━━━ Exercise data ━━━
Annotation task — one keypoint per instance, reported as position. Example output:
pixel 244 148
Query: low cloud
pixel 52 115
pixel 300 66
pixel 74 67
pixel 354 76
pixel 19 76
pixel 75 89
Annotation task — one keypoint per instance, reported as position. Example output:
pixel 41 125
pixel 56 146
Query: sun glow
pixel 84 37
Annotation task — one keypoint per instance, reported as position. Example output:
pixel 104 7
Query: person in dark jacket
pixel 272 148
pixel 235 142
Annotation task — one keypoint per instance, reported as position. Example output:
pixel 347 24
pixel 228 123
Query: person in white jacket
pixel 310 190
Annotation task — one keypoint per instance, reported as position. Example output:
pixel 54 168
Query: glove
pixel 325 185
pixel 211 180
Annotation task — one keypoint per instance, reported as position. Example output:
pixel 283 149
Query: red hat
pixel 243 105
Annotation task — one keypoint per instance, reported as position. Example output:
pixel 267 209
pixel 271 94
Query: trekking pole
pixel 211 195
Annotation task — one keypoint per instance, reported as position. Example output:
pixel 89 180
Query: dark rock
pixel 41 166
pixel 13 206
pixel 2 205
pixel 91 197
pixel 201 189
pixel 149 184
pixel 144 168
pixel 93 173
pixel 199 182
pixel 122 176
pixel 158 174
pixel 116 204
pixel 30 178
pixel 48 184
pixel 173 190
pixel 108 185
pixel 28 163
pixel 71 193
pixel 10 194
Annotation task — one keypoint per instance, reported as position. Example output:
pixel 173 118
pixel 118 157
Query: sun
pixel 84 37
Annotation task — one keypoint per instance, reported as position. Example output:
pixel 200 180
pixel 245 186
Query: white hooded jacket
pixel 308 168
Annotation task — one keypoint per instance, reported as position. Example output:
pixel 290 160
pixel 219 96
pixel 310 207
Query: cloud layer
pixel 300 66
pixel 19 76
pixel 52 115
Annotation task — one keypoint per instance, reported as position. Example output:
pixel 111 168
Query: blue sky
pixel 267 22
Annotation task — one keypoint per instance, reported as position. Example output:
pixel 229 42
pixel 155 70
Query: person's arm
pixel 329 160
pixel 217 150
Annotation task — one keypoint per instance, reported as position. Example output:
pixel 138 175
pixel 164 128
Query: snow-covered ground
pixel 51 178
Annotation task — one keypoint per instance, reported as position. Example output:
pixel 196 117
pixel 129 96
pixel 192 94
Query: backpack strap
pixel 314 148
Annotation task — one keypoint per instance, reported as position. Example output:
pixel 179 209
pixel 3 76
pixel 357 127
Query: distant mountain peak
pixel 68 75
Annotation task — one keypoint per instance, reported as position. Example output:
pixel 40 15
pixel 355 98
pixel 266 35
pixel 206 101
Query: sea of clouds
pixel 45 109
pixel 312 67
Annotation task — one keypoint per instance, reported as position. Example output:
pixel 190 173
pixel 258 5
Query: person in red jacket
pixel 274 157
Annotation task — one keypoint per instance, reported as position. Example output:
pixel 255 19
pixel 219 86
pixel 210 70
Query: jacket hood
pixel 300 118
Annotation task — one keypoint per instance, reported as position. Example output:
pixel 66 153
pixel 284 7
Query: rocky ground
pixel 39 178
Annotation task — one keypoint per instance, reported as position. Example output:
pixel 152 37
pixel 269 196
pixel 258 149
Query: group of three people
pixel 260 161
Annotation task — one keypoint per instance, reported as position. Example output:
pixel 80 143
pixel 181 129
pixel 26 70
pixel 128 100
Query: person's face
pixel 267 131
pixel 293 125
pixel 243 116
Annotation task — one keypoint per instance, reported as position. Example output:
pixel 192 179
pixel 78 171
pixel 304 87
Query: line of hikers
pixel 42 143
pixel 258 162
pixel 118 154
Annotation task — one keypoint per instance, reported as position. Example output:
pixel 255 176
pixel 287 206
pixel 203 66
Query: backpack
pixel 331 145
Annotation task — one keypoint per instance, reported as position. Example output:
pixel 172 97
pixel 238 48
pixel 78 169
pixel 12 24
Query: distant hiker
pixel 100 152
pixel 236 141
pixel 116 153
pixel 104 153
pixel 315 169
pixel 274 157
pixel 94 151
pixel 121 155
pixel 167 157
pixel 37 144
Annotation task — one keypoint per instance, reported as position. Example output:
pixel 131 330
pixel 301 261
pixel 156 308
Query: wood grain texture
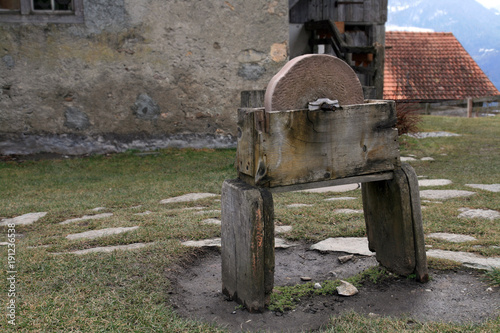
━━━
| What this task involves |
Each entry should be transcribed exactly as given, with pictures omitted.

| Written solution |
Annotation task — one keypoint per instance, reported as position. Example output:
pixel 244 148
Query: low cloud
pixel 52 115
pixel 300 66
pixel 74 67
pixel 354 76
pixel 19 76
pixel 75 89
Annotation task — one keypoint per instance, reported as position. Example output:
pixel 41 125
pixel 56 146
Query: sun glow
pixel 84 37
Annotation task — one keypoint per instance, reported as position. Example output:
pixel 104 7
Query: person in dark jacket
pixel 272 148
pixel 235 142
Annotation task — one keypoint per instance, reported as position. Example output:
pixel 347 24
pixel 228 123
Query: person in white jacket
pixel 310 190
Annotation task — one keypoint per instance, reported as position. Example output:
pixel 54 168
Query: glove
pixel 325 185
pixel 211 180
Annotation task — one keypoint per instance, reported as position. Example output:
pixel 283 149
Query: red hat
pixel 243 105
Annotation task — one keypoint per instance, reported as position. Example output:
pixel 267 209
pixel 271 94
Query: trekking pole
pixel 211 195
Annotation task — one keypoint per instance, reported as position. Example output:
pixel 89 180
Query: dark rock
pixel 41 166
pixel 13 206
pixel 2 205
pixel 91 197
pixel 201 189
pixel 149 184
pixel 144 168
pixel 93 173
pixel 199 182
pixel 122 176
pixel 158 174
pixel 116 204
pixel 30 178
pixel 48 184
pixel 173 190
pixel 108 185
pixel 28 163
pixel 71 193
pixel 10 194
Annotation task — one keypoint per instance, reported as position. Example output:
pixel 173 118
pixel 118 157
Query: sun
pixel 84 37
Annotation task — one keypoint per instance, reported as position. Example output:
pixel 200 180
pixel 245 186
Query: white hooded jacket
pixel 308 168
Annotation task — one keypoint per instance, reported as position. Example output:
pixel 290 160
pixel 219 96
pixel 310 207
Query: cloud layer
pixel 300 66
pixel 19 76
pixel 52 115
Annotation task — one keypoint per instance, reported as position. Example output:
pixel 111 168
Query: blue sky
pixel 267 22
Annotation task — one keypoint per instance, reported as position. Example output:
pixel 229 42
pixel 155 70
Query: person's arm
pixel 329 160
pixel 217 150
Annotation task — one keypoint per instance, reported as position. Example output:
pixel 138 175
pixel 164 128
Query: snow-covered ground
pixel 51 178
Annotation task — one keypoint per instance, reported as position. Example output:
pixel 196 117
pixel 129 96
pixel 192 94
Query: backpack strap
pixel 314 148
Annotation task — one keypoint per instance, reported as position. Example output:
pixel 179 209
pixel 3 76
pixel 357 127
Query: distant mountain peak
pixel 68 75
Annotation task — one keypoint per instance, reported as position. Example output:
pixel 40 15
pixel 355 98
pixel 266 35
pixel 206 101
Query: sea of clouds
pixel 45 109
pixel 312 67
Annotation task — one keypoint per instance, reported as position. Example output:
pixel 190 173
pixel 258 5
Query: person in red jacket
pixel 274 157
Annotation task — one keypoint per instance, reported as position. Example output:
pixel 255 19
pixel 219 86
pixel 210 70
Query: jacket hood
pixel 300 118
Annotation task — one keypoint per instance, reported as position. Example output:
pixel 66 153
pixel 284 7
Query: rocky ground
pixel 39 178
Annotation task — one keypoint per instance, reported as position. Example output:
pixel 152 37
pixel 269 196
pixel 258 149
Query: group of three people
pixel 260 161
Annotation task — one keypoint per instance, reported as position. Example output:
pixel 80 143
pixel 181 129
pixel 26 70
pixel 128 100
Query: person's face
pixel 267 131
pixel 293 125
pixel 243 116
Annotation task — one keypoint per instance, reported as position. Example output:
pixel 192 179
pixel 78 171
pixel 304 87
Query: line of hikers
pixel 42 143
pixel 258 162
pixel 118 154
Annotation task — one keypoint per instance, reported as position. Example output:
pixel 255 176
pixel 287 206
pixel 203 66
Query: backpack
pixel 331 145
Annotation task — one keypoint per instance, reported as position. Example output:
pixel 172 97
pixel 238 48
pixel 78 169
pixel 12 24
Query: distant hiker
pixel 100 152
pixel 236 141
pixel 116 153
pixel 104 153
pixel 315 169
pixel 274 157
pixel 94 151
pixel 121 155
pixel 167 157
pixel 37 144
Annotation task — one keypoint per instance, reported as position. Example output:
pixel 131 330
pixel 301 261
pixel 156 308
Query: wood grain texture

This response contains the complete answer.